<<<<

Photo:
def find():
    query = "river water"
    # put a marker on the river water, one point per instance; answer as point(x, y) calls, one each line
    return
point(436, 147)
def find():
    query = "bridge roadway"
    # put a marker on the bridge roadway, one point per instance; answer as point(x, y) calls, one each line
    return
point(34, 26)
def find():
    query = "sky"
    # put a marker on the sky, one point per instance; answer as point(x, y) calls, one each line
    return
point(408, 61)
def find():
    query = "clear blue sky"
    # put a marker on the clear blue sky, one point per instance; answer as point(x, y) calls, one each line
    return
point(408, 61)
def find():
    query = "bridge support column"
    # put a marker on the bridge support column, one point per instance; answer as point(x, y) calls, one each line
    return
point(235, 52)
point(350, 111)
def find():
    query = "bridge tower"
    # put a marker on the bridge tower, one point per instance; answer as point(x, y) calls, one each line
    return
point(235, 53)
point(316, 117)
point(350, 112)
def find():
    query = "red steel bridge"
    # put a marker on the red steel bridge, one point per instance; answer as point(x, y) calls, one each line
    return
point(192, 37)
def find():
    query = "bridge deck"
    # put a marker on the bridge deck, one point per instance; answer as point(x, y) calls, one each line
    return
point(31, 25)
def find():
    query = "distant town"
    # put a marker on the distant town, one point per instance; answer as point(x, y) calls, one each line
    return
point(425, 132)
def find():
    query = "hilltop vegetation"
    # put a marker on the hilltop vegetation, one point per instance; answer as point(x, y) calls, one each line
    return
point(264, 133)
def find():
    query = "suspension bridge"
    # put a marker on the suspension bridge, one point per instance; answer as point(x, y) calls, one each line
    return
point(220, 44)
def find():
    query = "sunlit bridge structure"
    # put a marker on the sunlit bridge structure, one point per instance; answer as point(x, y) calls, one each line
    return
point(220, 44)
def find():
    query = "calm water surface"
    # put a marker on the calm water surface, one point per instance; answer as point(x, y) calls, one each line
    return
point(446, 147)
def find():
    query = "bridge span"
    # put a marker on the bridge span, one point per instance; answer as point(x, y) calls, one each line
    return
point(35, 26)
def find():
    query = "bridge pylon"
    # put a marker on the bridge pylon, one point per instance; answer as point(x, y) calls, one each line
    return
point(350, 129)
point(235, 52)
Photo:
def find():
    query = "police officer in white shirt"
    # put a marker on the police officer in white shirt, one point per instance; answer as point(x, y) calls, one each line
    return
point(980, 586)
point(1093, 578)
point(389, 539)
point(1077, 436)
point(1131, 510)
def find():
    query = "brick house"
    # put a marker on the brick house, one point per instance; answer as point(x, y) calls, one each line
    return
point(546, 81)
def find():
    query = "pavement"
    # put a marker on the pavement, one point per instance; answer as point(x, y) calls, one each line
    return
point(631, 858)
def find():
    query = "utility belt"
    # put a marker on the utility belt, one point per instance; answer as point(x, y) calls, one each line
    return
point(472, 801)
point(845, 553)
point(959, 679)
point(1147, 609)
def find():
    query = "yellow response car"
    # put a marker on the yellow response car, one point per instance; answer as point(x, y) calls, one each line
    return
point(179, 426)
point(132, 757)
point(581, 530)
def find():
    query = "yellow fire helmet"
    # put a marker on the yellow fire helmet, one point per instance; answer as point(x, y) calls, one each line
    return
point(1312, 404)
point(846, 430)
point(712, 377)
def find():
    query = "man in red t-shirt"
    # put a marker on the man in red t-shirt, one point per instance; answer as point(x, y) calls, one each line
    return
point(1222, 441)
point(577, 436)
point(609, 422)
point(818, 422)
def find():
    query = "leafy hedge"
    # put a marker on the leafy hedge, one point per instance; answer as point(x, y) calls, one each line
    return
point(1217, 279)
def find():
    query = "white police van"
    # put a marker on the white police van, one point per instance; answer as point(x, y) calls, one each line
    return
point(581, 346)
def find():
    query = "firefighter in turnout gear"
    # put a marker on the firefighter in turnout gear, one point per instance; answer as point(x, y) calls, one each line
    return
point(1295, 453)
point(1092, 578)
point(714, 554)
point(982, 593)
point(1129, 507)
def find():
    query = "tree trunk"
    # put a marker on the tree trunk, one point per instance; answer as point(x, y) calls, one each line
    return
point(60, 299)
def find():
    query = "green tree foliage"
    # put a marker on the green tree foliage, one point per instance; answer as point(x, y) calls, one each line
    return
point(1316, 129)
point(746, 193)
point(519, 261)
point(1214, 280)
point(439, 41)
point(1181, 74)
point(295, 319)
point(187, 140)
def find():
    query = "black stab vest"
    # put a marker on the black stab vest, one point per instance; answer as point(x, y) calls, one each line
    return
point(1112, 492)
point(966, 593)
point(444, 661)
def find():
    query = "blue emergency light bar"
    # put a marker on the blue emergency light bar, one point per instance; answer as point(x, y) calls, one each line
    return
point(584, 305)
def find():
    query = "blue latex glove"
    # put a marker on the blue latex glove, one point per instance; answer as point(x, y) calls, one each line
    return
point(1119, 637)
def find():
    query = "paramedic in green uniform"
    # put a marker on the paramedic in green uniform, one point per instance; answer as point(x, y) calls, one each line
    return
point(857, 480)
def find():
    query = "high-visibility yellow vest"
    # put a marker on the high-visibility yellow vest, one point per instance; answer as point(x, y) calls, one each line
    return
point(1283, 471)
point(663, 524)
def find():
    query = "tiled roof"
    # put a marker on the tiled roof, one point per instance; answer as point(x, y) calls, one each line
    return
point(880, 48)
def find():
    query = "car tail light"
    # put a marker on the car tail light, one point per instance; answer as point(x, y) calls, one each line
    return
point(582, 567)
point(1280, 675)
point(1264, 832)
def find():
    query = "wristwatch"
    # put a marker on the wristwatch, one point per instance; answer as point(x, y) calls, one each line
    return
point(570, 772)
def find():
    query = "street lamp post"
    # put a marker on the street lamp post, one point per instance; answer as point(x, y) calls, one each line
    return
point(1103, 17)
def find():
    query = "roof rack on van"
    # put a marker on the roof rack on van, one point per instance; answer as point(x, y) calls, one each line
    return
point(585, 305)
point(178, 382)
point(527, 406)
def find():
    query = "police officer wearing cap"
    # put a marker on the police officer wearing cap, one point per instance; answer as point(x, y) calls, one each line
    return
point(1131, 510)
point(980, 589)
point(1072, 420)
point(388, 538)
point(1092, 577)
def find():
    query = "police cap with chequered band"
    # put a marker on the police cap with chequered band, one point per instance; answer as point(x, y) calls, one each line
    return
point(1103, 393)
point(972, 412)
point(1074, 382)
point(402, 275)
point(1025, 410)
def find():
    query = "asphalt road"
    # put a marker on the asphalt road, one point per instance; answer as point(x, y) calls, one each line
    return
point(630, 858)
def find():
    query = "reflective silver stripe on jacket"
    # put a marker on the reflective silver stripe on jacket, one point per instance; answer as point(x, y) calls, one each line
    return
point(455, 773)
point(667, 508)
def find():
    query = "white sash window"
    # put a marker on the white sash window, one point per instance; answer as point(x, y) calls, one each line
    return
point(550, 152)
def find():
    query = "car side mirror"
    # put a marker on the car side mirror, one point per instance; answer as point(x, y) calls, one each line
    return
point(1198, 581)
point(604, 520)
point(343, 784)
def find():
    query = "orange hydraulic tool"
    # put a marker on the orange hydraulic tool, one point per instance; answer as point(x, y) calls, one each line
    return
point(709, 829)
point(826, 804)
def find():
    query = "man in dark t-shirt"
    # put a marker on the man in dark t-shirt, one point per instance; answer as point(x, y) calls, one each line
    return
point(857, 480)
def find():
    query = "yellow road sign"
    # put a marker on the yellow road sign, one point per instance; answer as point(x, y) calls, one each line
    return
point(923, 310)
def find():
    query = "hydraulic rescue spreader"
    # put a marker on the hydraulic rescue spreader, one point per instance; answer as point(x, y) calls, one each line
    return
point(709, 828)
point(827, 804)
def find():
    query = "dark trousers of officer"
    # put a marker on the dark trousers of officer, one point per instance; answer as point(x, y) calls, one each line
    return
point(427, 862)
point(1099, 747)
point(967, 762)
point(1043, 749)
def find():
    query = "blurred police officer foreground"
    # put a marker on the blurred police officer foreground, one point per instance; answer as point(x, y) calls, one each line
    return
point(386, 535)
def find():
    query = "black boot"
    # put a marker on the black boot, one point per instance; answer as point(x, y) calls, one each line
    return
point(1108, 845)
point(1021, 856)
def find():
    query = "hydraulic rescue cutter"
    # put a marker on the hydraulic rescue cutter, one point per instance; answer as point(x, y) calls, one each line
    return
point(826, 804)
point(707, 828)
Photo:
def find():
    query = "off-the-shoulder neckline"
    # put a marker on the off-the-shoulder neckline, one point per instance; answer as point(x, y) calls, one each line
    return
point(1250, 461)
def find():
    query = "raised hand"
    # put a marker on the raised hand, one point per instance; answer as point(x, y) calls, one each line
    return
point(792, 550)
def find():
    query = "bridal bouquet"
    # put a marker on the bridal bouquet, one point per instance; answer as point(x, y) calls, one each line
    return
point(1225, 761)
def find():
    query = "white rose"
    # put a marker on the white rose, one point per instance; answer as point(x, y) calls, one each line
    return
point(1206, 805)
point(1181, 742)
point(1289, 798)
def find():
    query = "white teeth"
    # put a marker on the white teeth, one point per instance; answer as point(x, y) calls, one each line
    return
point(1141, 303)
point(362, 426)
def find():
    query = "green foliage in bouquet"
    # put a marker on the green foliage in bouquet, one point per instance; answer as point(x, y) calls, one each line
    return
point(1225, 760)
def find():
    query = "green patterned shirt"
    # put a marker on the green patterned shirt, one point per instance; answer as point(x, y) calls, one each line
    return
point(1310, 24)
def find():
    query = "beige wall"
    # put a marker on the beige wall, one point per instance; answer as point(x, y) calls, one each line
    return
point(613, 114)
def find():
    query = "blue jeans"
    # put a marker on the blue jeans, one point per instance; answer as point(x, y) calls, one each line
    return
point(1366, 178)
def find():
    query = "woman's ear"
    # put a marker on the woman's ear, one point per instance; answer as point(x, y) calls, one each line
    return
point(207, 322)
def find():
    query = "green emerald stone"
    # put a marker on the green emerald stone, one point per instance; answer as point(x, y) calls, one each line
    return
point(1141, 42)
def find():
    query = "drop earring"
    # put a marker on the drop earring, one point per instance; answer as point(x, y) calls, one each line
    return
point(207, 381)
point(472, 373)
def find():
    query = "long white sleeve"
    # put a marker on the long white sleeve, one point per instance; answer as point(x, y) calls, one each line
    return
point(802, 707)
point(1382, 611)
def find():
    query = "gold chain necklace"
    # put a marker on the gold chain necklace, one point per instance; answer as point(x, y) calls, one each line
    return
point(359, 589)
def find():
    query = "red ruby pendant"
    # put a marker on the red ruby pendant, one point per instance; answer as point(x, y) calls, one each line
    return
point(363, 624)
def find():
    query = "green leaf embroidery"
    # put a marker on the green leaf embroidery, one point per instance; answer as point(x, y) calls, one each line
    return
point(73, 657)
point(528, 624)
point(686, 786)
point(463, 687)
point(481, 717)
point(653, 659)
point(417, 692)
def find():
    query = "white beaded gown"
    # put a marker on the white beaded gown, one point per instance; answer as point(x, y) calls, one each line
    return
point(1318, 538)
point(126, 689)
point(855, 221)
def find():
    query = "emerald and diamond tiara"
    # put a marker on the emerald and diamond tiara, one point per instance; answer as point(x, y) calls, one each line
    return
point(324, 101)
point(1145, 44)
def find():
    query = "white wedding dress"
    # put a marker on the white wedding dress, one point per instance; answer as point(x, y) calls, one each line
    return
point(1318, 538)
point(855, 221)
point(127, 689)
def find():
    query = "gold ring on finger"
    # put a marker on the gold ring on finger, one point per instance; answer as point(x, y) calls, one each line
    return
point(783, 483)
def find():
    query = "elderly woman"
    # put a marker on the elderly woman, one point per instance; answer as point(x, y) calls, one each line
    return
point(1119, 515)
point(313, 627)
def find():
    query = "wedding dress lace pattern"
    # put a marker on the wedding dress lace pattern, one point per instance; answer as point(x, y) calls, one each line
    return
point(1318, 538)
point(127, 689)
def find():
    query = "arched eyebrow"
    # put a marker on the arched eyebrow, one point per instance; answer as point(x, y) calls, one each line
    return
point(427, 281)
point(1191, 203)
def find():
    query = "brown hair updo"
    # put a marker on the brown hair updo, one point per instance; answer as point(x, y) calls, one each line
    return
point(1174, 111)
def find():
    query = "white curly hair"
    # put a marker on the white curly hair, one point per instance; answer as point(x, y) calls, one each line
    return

>>>>

**Exercise prompt:**
Count the lines of the material above that contain the string "street", with case taken into account. Reply with the number only.

**Written solution:**
2